▶ DO THIS
Starting with the line that contains "[trace] hand holding phone", reproduce each line through the end of the listing below, with no other output.

— begin INFORMATION SHOWN —

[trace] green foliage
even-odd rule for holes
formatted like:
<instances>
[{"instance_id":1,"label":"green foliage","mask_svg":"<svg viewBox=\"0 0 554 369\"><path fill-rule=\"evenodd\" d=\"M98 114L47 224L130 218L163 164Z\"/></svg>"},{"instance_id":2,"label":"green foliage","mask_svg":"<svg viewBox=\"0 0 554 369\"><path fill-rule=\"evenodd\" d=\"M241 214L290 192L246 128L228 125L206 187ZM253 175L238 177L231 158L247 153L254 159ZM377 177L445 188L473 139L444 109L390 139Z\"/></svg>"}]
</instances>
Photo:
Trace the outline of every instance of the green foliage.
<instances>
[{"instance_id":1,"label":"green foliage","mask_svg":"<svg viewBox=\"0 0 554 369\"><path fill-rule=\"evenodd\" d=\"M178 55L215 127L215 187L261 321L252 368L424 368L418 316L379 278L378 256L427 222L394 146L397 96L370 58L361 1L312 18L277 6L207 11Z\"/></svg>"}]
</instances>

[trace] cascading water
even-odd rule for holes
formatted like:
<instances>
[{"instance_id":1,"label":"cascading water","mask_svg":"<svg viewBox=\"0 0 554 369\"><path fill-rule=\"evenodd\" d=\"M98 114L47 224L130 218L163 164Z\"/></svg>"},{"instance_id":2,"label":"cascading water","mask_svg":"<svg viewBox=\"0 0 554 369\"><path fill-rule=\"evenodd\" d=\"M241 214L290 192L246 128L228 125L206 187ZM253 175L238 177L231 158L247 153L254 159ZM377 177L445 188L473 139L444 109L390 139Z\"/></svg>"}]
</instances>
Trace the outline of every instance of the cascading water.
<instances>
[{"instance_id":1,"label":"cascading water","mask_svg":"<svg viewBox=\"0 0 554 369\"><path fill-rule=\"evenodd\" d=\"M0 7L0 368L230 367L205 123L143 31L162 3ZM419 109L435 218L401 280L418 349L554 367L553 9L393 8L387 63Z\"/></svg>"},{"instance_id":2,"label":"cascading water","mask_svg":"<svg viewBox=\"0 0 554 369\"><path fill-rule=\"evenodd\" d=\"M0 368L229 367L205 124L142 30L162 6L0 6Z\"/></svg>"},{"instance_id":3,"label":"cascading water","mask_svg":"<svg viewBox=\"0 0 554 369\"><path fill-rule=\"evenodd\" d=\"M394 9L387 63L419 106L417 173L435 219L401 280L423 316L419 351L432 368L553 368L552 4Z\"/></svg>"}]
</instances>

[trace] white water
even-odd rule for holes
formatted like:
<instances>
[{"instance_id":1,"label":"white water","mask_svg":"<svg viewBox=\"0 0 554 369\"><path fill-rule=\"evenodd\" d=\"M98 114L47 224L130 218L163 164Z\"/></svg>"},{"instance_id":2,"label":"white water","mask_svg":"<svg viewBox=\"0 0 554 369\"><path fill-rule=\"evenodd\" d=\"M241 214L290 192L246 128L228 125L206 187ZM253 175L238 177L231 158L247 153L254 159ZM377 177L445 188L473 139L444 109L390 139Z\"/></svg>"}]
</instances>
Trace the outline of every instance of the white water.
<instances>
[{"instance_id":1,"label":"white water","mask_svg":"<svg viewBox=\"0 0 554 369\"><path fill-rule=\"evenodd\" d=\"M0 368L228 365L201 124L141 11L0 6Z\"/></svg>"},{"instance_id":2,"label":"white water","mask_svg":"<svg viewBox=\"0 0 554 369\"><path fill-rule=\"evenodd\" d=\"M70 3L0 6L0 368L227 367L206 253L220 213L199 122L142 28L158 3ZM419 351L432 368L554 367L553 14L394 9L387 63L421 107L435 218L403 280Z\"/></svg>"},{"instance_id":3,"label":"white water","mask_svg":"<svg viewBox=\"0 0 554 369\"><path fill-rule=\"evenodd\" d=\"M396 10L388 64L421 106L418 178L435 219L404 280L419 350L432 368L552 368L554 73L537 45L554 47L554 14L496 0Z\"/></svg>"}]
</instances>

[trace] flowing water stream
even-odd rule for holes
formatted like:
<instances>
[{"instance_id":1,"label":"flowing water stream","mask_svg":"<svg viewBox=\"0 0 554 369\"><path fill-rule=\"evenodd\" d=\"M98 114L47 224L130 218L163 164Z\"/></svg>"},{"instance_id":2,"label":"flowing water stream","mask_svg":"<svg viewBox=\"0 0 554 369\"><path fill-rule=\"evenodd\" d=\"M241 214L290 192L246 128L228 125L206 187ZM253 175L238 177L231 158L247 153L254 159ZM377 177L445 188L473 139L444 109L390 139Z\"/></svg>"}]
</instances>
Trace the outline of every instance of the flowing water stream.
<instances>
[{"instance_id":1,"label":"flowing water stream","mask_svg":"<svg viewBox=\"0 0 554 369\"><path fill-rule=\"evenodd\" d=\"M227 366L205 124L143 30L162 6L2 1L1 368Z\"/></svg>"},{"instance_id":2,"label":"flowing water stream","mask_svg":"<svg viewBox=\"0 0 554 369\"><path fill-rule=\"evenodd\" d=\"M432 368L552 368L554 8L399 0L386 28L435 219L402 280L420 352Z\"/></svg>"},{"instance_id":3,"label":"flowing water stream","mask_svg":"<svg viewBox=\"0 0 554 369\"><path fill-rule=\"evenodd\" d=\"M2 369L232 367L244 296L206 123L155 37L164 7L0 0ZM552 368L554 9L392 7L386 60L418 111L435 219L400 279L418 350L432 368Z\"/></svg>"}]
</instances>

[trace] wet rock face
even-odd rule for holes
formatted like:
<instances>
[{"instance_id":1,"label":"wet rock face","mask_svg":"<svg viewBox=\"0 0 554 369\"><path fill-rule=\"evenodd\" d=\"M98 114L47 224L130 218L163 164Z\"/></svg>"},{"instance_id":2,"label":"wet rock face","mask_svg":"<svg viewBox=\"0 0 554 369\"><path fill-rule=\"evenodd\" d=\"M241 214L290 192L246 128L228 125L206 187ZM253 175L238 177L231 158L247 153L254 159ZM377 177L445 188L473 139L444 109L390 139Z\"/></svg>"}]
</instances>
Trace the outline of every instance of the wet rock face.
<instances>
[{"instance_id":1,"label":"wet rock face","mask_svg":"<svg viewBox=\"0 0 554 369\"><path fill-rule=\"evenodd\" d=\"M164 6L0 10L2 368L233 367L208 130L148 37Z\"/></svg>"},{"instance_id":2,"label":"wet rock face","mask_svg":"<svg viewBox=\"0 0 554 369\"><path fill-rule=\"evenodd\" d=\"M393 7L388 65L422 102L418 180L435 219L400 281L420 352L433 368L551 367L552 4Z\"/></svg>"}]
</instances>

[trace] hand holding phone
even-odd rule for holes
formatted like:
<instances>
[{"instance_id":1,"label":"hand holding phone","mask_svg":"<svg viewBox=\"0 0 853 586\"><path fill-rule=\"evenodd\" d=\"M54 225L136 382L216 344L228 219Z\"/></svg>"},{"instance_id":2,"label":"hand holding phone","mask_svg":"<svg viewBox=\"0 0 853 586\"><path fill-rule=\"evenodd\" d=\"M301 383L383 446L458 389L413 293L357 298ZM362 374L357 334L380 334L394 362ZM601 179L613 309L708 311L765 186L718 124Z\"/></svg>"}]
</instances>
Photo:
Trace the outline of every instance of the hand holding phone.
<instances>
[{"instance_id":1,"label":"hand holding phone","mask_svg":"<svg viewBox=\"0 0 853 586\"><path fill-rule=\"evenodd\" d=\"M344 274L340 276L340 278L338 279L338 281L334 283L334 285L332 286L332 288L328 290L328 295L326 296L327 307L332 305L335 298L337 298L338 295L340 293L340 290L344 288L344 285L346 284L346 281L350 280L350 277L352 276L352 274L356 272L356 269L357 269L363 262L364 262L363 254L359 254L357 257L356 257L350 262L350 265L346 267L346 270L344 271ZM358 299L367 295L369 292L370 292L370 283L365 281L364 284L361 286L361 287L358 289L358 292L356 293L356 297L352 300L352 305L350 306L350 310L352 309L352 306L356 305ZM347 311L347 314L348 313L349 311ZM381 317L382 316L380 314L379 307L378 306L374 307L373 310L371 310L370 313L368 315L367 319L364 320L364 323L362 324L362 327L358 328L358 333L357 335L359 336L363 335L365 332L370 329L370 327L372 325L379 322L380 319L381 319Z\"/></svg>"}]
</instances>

— end INFORMATION SHOWN —

▶ SOLUTION FOR THIS TASK
[trace] hand holding phone
even-odd rule for holes
formatted like:
<instances>
[{"instance_id":1,"label":"hand holding phone","mask_svg":"<svg viewBox=\"0 0 853 586\"><path fill-rule=\"evenodd\" d=\"M54 225L136 382L216 344L228 219Z\"/></svg>"},{"instance_id":2,"label":"hand holding phone","mask_svg":"<svg viewBox=\"0 0 853 586\"><path fill-rule=\"evenodd\" d=\"M301 383L383 446L458 389L413 293L357 298ZM362 374L357 334L380 334L394 362ZM601 179L613 309L708 311L765 186L718 124Z\"/></svg>"}]
</instances>
Photo:
Trace the outline of every instance of the hand holding phone.
<instances>
[{"instance_id":1,"label":"hand holding phone","mask_svg":"<svg viewBox=\"0 0 853 586\"><path fill-rule=\"evenodd\" d=\"M344 274L340 276L340 278L338 279L338 281L334 283L334 285L332 286L332 288L328 290L328 295L326 296L327 307L332 305L335 298L337 298L338 295L340 293L340 290L344 288L344 285L346 284L346 281L350 280L350 277L352 276L352 274L356 272L356 269L357 269L363 262L364 262L363 254L359 254L357 257L356 257L350 262L350 265L346 267L346 270L344 271ZM358 299L367 295L369 292L370 292L370 283L365 281L364 284L361 286L361 287L358 289L358 292L356 293L356 297L352 300L352 305L350 306L350 310L352 309L352 306L356 305ZM347 311L347 314L348 313L349 311ZM381 317L382 316L380 314L379 307L378 306L374 307L373 310L371 310L370 313L368 315L367 319L364 320L364 323L362 324L362 327L358 328L358 333L357 335L359 336L363 335L365 332L370 329L370 327L372 325L379 322L380 319L381 319Z\"/></svg>"}]
</instances>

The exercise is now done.